→ TRECHO DE ORIGEM:
* * *

Creio ser relevante voltarmos um pouco no tempo. A Nova Zelândia era um dos países mais ricos em termos per capita no começo do século XX. Foi após o governo populista e corporativista de Robert Muldoon que o país viu abrupto declínio de riqueza relativa. Políticas protecionistas e interventoras fizeram com que a Nova Zelândia fosse perdendo rapidamente posições no ranking para países mais liberais. Medidas claramente socialistas, como controle de preços e salários e elevado gasto público para comprar o apoio dos sindicatos, plantaram as sementes do fracasso. Em apenas 10 anos, a partir de 1974, a dívida externa subiu de 11% do PIB para 95%! A inflação estava em dois dígitos. Foi neste contexto que se deu a mudança de trajetória, rumo ao maior liberalismo econômico, que salvou o país.

Os reformadores foram influenciados por pensadores como Mancur Olson, Ronald Coase e James Buchanan. Os subsídios governamentais para indústria e agricultura caíram de 16% dos gastos públicos para apenas 4%. Desde a drástica redução nos subsídios agrícolas, o setor aumentou sua parcela no PIB, e o ganho de produtividade foi espetacular durante anos, acima de 6% ao ano por quase uma década! A reforma fiscal transformou a Nova Zelândia num dos países com a estrutura mais linear de impostos, e a maior taxa de imposto de renda caiu pela metade, de 66% para 33%. O mercado de trabalho foi liberalizado, e o desemprego caiu bastante. Atualmente, está em torno de 4%. O banco central teve autonomia operacional com mandato explícito para a estabilidade de preços, e a inflação foi controlada. O Ato de Responsabilidade Fiscal passou a exigir que o governo publicasse objetivos de longo prazo para indicadores-chave como gasto público, arrecadação fiscal e endividamento estatal. A Nova Zelândia experimentou oito anos consecutivos de superávit fiscal, uma verdadeira ruptura das décadas de déficit.

* * *

→ DADOS EXTRAÍDOS:
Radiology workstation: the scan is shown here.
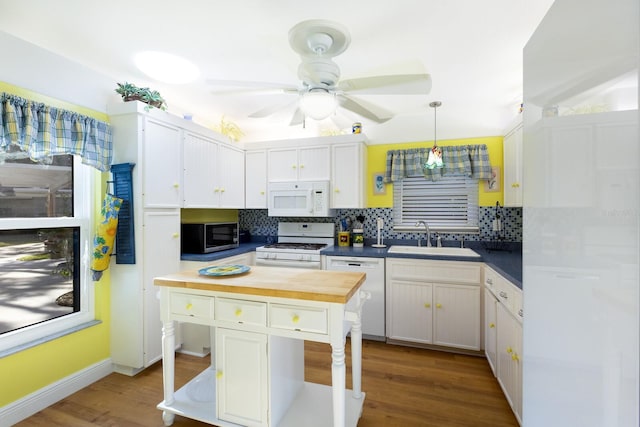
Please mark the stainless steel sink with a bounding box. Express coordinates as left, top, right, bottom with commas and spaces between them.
387, 245, 480, 258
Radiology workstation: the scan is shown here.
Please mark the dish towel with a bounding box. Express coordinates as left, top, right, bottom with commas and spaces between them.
91, 193, 122, 281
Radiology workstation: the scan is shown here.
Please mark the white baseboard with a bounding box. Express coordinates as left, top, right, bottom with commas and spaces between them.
0, 359, 113, 427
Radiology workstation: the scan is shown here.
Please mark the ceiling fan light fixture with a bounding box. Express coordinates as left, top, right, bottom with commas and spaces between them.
307, 33, 333, 55
299, 89, 338, 120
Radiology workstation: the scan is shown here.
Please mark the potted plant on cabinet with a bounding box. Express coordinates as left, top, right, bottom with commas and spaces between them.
116, 82, 167, 110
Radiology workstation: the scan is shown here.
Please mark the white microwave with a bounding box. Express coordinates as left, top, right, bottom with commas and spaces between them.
268, 181, 334, 217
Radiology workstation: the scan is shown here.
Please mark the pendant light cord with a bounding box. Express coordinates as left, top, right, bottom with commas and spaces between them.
429, 101, 442, 148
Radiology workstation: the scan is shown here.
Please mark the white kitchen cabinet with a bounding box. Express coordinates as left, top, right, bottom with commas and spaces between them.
484, 289, 498, 376
110, 110, 182, 209
386, 258, 481, 350
109, 102, 182, 375
110, 209, 180, 375
155, 267, 365, 427
183, 132, 219, 208
214, 144, 244, 209
496, 304, 522, 424
183, 132, 244, 209
502, 120, 522, 207
244, 150, 268, 209
484, 266, 523, 424
267, 145, 331, 182
179, 251, 256, 356
216, 328, 269, 426
387, 280, 433, 344
331, 142, 367, 209
433, 283, 480, 350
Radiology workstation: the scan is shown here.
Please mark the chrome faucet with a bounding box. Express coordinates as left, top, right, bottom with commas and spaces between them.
415, 221, 431, 248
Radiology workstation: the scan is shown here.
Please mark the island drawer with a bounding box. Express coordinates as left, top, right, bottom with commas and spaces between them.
215, 298, 267, 326
269, 304, 328, 334
170, 292, 213, 319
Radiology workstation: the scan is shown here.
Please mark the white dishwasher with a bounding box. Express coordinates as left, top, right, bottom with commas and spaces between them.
325, 256, 385, 341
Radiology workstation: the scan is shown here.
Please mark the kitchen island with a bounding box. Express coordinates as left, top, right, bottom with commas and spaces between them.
154, 266, 366, 427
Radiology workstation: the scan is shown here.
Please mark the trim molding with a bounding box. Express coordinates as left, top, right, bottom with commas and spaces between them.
0, 358, 113, 425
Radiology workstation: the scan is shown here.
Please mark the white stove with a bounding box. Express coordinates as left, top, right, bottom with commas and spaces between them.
256, 222, 335, 269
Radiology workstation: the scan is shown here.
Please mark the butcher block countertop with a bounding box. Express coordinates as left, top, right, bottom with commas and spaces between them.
154, 266, 366, 304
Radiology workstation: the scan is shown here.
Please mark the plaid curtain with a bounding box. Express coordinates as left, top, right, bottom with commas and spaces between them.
384, 144, 491, 182
0, 93, 113, 172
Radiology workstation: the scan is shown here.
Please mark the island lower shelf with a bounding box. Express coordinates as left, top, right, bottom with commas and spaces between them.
158, 367, 366, 427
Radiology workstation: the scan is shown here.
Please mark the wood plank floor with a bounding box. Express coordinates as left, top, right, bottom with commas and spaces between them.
17, 341, 518, 427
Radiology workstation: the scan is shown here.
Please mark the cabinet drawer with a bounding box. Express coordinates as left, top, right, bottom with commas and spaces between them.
215, 298, 267, 326
484, 267, 501, 295
387, 259, 482, 285
171, 293, 213, 319
269, 304, 327, 334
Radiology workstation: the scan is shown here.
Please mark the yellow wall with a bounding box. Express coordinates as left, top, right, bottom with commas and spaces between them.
366, 136, 504, 208
0, 82, 111, 407
180, 209, 238, 224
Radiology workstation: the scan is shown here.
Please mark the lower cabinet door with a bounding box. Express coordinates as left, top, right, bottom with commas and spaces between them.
216, 328, 268, 426
387, 280, 433, 344
484, 289, 498, 375
433, 283, 480, 350
496, 304, 522, 422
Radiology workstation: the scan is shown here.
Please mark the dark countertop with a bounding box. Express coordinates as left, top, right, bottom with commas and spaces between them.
180, 240, 522, 289
180, 246, 265, 262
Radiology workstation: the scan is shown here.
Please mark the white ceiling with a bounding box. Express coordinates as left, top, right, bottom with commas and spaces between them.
0, 0, 553, 143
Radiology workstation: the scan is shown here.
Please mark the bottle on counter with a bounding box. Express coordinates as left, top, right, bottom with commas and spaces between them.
352, 228, 364, 248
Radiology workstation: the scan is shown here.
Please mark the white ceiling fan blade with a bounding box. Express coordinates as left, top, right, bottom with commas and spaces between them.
207, 79, 298, 96
289, 108, 304, 126
338, 74, 431, 95
249, 99, 298, 119
211, 87, 298, 96
338, 95, 393, 123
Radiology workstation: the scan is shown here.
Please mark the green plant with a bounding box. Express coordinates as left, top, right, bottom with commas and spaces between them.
115, 82, 167, 111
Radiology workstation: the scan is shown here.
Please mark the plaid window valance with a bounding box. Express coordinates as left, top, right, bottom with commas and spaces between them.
0, 93, 113, 172
385, 144, 491, 182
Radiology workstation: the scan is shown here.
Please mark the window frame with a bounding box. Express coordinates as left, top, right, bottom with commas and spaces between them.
393, 174, 480, 234
0, 156, 99, 353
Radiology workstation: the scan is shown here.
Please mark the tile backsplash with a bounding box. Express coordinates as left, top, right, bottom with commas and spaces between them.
238, 206, 522, 242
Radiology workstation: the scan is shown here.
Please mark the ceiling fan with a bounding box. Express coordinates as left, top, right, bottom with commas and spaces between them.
208, 20, 431, 126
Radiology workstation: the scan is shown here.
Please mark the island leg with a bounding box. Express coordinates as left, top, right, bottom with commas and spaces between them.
162, 320, 176, 426
351, 313, 362, 399
331, 339, 347, 427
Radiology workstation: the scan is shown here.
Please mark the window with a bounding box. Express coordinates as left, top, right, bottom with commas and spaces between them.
393, 175, 478, 233
0, 155, 96, 350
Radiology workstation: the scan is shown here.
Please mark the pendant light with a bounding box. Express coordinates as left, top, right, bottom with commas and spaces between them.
424, 101, 444, 169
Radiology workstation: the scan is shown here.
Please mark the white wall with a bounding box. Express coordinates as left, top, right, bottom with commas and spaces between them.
0, 31, 114, 112
523, 0, 640, 427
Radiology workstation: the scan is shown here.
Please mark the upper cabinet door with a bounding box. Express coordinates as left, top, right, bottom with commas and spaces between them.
217, 144, 245, 209
331, 143, 366, 209
298, 145, 331, 181
268, 148, 298, 182
142, 117, 182, 208
245, 150, 267, 209
183, 132, 219, 208
268, 145, 331, 182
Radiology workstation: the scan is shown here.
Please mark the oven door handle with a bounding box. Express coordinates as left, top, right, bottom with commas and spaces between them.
256, 259, 320, 270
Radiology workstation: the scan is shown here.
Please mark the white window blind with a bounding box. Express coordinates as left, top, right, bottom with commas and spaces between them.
393, 176, 478, 233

* * *

→ INSTRUÇÕES DE TRABALHO: No trecho sobre a economia da Nova Zelândia, de quanto para quanto caiu a maior taxa de imposto de renda com a reforma fiscal?

→ RESULTADO FINAL: De 66% para 33%.